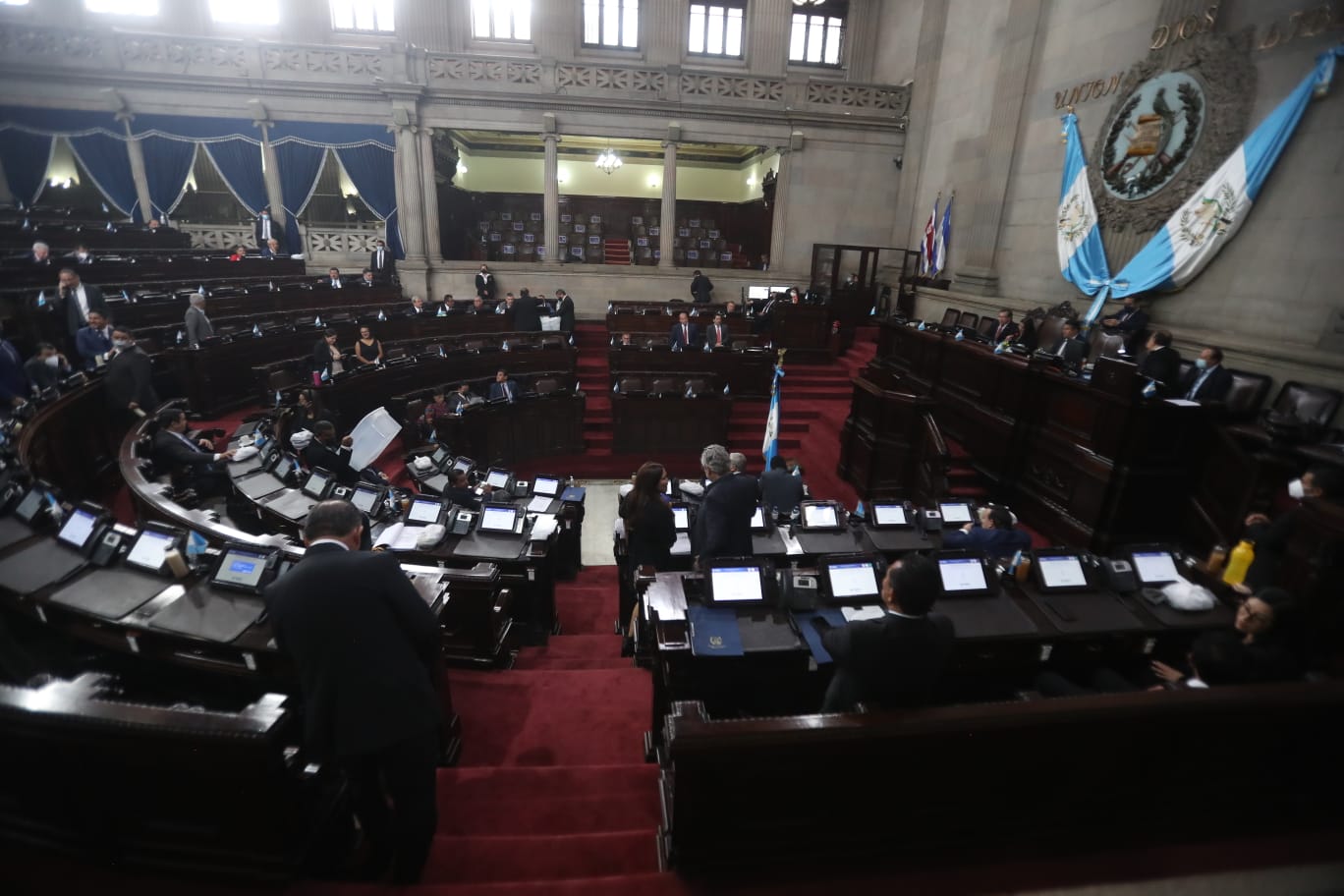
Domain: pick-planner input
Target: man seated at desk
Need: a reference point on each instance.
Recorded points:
(894, 661)
(995, 534)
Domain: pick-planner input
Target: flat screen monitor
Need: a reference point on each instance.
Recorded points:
(888, 515)
(956, 513)
(365, 497)
(316, 483)
(820, 516)
(963, 575)
(499, 518)
(737, 585)
(150, 547)
(424, 511)
(79, 529)
(1154, 567)
(241, 569)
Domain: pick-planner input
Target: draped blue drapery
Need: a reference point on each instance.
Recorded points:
(371, 169)
(167, 168)
(238, 163)
(106, 161)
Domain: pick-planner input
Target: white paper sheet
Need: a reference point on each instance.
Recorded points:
(371, 437)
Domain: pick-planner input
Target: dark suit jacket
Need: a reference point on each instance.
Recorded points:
(131, 377)
(723, 526)
(888, 662)
(781, 490)
(1213, 388)
(1163, 364)
(690, 341)
(364, 646)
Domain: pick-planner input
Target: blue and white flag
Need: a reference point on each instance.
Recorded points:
(1212, 215)
(1082, 259)
(770, 443)
(942, 238)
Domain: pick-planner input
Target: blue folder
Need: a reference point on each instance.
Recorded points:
(714, 632)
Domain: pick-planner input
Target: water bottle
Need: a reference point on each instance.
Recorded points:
(1239, 562)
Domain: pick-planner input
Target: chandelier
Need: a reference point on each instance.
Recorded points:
(608, 161)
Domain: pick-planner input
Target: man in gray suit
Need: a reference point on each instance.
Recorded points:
(197, 325)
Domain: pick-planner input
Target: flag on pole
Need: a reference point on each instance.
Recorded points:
(770, 443)
(1212, 215)
(942, 238)
(926, 246)
(1082, 259)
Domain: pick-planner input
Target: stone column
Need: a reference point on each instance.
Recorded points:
(430, 189)
(667, 226)
(551, 197)
(976, 273)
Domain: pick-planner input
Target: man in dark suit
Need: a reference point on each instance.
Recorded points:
(266, 229)
(684, 335)
(995, 534)
(1209, 380)
(723, 526)
(700, 288)
(194, 465)
(79, 299)
(1005, 328)
(130, 383)
(718, 335)
(1161, 364)
(382, 262)
(503, 387)
(485, 284)
(527, 314)
(365, 650)
(894, 661)
(780, 489)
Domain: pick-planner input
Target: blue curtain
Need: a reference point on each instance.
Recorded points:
(300, 167)
(25, 157)
(240, 164)
(167, 167)
(106, 161)
(372, 171)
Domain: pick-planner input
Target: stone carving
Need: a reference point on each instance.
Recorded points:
(610, 78)
(1193, 135)
(733, 87)
(50, 42)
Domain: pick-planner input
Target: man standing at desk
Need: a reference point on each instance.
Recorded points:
(365, 649)
(894, 661)
(723, 526)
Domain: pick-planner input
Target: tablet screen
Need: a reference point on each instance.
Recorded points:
(735, 585)
(852, 581)
(888, 515)
(1062, 573)
(961, 574)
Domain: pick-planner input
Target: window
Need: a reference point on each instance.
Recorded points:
(817, 32)
(501, 19)
(124, 7)
(612, 23)
(716, 28)
(362, 15)
(245, 12)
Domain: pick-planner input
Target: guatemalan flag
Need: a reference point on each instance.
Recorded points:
(1212, 215)
(1082, 259)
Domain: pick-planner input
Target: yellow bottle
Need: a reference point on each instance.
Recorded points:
(1239, 562)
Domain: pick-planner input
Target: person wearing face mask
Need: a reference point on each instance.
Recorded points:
(46, 368)
(1320, 482)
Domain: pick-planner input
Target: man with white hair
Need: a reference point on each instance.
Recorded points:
(197, 325)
○ ○ ○ ○
● Objective: State how many lines in the listing above contain the string "dark", treating uppercase and lowercase as different. Reply with the number alone.

● Exercise response: 2